[What the task requires]: Pick up the account below of TC's recovery and his bond with Jack, and continue it after its final sentence. Write only the continuation of that account and leave the items aside.

[Exercise text]:
........
After TC returned home from three months of inpatient hospitalization, there was an awkward adjustment period as he resumed his role as a parent. So accustomed to depending on me for his every need, Jack ignored his father most of the time, appearing puzzled by his dad’s physical and communication limitations. I knew it would take time for the two to repair their relationship, but I never expected TC’s recovery process would play such an instrumental role in their bonding.
With fascination, I began to observe that the activities appropriate for our young son also had great therapeutic value for TC. Reading simple board books, recalling the words from well-known children’s songs, and taking short nature walks around the neighborhood became part of our daily routine. With TC and I both unable to return to our jobs, our attention landed squarely on Jack as we tried to reestablish some stability in our home life. Slowly, I began to turn over to TC the parenting responsibilities he had once fulfilled. Filling in paperwork for Jack’s preschool was an opportunity for TC to work on his writing skills. Making doctor appointments allowed him to practice his phone skills. Even picking up toys served a purpose from a physical therapy standpoint.
........
Extracted items
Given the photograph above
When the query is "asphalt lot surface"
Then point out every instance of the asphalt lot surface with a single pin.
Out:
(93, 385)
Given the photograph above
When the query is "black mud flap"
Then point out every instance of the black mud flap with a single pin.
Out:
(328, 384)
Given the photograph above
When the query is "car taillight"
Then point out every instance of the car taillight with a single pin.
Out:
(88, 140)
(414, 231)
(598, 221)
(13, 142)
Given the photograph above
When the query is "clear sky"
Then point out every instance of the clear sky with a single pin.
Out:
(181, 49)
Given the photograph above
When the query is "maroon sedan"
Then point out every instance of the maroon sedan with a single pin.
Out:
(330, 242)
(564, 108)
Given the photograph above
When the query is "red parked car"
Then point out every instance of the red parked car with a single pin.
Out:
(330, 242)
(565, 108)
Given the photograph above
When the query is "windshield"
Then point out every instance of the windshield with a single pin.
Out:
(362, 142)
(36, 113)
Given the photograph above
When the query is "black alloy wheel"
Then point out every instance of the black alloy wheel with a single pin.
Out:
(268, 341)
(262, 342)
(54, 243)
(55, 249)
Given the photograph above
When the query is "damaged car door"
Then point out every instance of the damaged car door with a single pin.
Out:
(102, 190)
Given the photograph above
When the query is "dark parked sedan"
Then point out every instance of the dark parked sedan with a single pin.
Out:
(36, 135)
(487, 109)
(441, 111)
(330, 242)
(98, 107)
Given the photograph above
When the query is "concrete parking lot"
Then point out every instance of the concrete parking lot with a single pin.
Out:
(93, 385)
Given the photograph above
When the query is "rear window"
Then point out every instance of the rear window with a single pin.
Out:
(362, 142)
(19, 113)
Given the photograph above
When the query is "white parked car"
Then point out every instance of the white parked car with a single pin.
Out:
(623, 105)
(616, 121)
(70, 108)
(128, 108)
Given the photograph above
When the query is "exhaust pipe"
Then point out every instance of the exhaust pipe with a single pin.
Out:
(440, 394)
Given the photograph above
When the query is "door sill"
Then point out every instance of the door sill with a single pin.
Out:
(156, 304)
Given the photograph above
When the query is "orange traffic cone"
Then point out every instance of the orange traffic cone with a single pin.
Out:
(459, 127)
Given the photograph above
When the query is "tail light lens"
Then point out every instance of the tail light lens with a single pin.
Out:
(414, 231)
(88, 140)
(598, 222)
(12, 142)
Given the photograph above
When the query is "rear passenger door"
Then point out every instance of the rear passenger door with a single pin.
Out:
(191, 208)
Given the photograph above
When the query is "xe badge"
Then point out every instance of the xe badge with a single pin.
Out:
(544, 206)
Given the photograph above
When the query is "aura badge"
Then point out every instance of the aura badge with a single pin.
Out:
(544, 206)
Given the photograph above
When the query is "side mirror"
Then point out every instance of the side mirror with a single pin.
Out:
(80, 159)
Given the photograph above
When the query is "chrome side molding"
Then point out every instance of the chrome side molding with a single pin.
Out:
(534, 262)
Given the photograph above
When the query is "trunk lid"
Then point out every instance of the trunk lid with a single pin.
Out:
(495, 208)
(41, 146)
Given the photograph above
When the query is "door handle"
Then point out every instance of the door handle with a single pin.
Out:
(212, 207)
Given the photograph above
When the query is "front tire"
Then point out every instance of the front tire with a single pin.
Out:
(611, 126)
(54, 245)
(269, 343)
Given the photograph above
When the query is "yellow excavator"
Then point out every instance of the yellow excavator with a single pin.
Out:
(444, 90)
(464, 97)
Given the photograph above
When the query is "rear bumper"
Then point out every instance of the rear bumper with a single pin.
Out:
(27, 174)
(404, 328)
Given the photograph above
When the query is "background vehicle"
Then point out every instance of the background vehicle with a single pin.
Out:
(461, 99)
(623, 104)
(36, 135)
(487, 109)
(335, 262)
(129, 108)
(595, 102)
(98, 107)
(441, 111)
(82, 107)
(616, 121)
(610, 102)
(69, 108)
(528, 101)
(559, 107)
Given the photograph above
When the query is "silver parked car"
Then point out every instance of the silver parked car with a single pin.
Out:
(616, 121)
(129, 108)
........
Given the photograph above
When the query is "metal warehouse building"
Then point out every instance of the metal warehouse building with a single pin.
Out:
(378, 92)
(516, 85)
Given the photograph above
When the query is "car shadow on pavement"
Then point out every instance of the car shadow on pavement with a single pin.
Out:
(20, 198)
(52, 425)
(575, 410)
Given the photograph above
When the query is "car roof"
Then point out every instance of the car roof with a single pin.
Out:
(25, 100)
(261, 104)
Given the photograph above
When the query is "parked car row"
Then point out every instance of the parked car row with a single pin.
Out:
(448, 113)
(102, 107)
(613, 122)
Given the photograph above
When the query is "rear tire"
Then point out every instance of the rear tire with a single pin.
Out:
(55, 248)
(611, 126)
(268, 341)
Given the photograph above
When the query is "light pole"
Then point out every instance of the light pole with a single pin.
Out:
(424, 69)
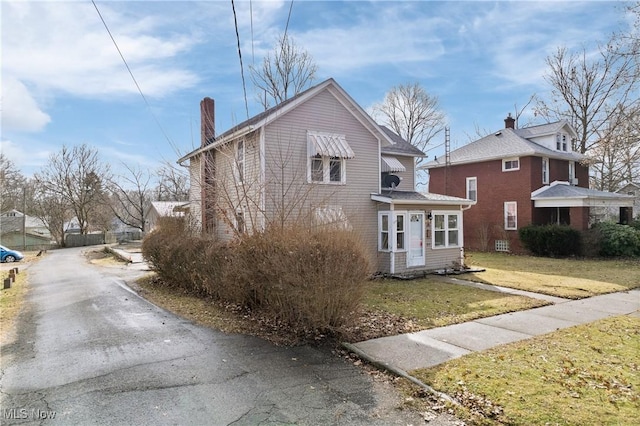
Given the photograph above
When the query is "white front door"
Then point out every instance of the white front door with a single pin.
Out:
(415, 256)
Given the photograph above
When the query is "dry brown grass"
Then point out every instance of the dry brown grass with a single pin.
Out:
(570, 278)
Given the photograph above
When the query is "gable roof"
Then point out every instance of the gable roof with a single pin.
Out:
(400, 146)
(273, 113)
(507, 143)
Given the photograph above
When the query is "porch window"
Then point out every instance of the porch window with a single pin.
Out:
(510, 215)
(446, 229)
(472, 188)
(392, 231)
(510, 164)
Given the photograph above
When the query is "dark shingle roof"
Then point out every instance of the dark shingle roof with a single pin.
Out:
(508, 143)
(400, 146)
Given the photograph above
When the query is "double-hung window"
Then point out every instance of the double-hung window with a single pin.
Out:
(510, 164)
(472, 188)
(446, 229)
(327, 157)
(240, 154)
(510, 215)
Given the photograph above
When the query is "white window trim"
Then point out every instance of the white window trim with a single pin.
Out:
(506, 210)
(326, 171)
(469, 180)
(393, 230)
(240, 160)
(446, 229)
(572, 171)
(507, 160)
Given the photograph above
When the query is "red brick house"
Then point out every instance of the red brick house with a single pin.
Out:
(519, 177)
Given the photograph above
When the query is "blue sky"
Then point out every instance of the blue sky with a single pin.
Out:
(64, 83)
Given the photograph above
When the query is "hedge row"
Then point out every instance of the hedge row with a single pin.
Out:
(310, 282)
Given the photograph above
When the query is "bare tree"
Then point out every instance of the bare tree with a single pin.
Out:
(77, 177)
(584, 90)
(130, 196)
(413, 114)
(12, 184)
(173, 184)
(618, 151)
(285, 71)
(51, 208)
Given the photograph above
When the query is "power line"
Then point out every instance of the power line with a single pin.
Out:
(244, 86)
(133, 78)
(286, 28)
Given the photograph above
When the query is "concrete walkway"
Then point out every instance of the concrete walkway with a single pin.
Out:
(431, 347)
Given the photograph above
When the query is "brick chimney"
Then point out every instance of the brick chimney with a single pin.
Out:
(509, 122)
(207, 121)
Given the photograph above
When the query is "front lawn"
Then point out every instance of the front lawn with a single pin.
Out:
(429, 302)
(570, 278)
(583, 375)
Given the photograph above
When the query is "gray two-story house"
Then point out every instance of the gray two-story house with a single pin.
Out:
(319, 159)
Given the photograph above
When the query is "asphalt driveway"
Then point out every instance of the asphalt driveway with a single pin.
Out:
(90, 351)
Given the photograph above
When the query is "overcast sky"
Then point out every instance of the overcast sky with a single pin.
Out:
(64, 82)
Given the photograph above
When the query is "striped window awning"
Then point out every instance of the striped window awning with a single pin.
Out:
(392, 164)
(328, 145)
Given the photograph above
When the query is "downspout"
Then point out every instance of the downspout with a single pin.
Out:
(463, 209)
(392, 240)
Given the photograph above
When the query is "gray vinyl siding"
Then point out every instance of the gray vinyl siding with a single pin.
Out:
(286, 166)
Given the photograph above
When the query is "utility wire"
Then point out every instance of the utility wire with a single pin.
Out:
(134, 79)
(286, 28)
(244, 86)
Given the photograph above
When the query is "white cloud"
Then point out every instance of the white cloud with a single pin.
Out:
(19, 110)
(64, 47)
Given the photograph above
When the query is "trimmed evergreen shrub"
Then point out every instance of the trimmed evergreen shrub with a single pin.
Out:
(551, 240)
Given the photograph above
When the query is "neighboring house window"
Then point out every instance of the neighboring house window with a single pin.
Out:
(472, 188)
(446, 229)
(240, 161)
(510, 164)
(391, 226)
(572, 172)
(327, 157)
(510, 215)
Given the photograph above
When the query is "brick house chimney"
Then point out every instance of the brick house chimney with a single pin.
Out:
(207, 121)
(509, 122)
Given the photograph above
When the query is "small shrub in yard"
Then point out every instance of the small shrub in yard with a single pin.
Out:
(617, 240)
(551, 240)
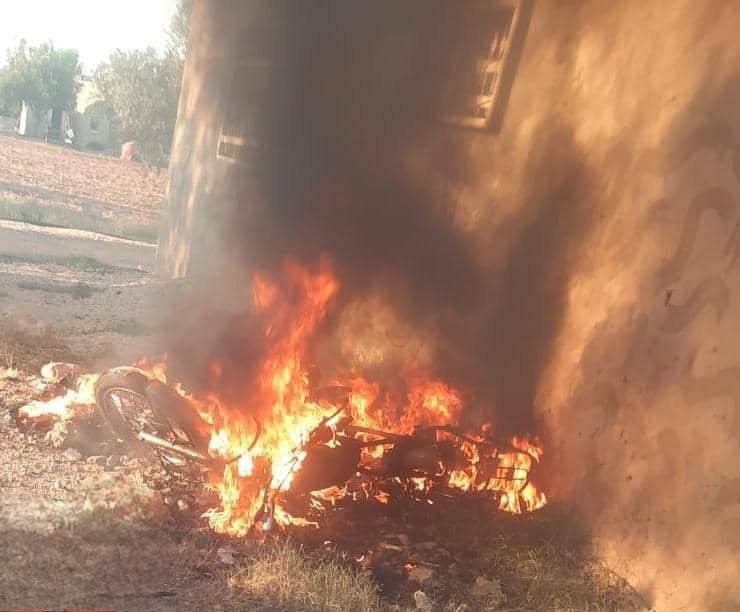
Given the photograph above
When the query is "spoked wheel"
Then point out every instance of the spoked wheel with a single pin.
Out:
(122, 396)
........
[Reply to the exercise]:
We did not instantly transform back into the family we once were. As I have come to accept it, we will never be that family again. We can’t go on all-day adventures or walk for miles with Jack in his stroller. Our pace is slower now. Our stamina is shortened. Parenting is a tiring job, and when you factor in a brain injury and an energetic toddler, it can be utterly exhausting. TC and I have learned to recognize our own limitations. We have also learned how to better savor the joy of parenting. The first time we were able to return to the National Zoo together was a monumental occasion for us. The joy of being able to take the subway, grab a cup of coffee, and walk among other families is an experience I never thought to appreciate before brain injury.
Reinventing our family has required me to reinvent my mindset. No longer do I fear that Jack will miss out on the father TC was before his assault. Now I recognize how blessed our son is to have a father who exemplifies such incredible courage and determination in the face of disability. It doesn’t matter if TC has a fancy job title or if he can fluently speak another language. Growing up with a father like TC is the very best lesson Jack could hope to learn about grit and strong character.
Many people ask me if TC and I would still consider expanding our family and the honest answer is that I don’t know. Rebuilding our life has been a rewarding but draining experience and, at this point, I’m not sure I’m ready to take on any more responsibility. What I can say with confidence, however, is that despite all that was lost, our family now feels complete. There is a feeling of wholeness that is new and immensely satisfying. With gratitude, we recognize the enormous influence Jack has had in our family’s healing process. It is clear that love is transformative, and for us, it has been powerfully restorative.
If we can’t be the parents we set out to be (and let’s be honest, who really is?), we can continue to work hard to dispel the stigmas surrounding brain injury and disability. We can educate our own child in these matters, so that one day he will be able to explain it to others. We can continue to model compassion, empathy, and patience for each other and for strangers. Ultimately, these are the values that matter. This is the child we are trying to shape.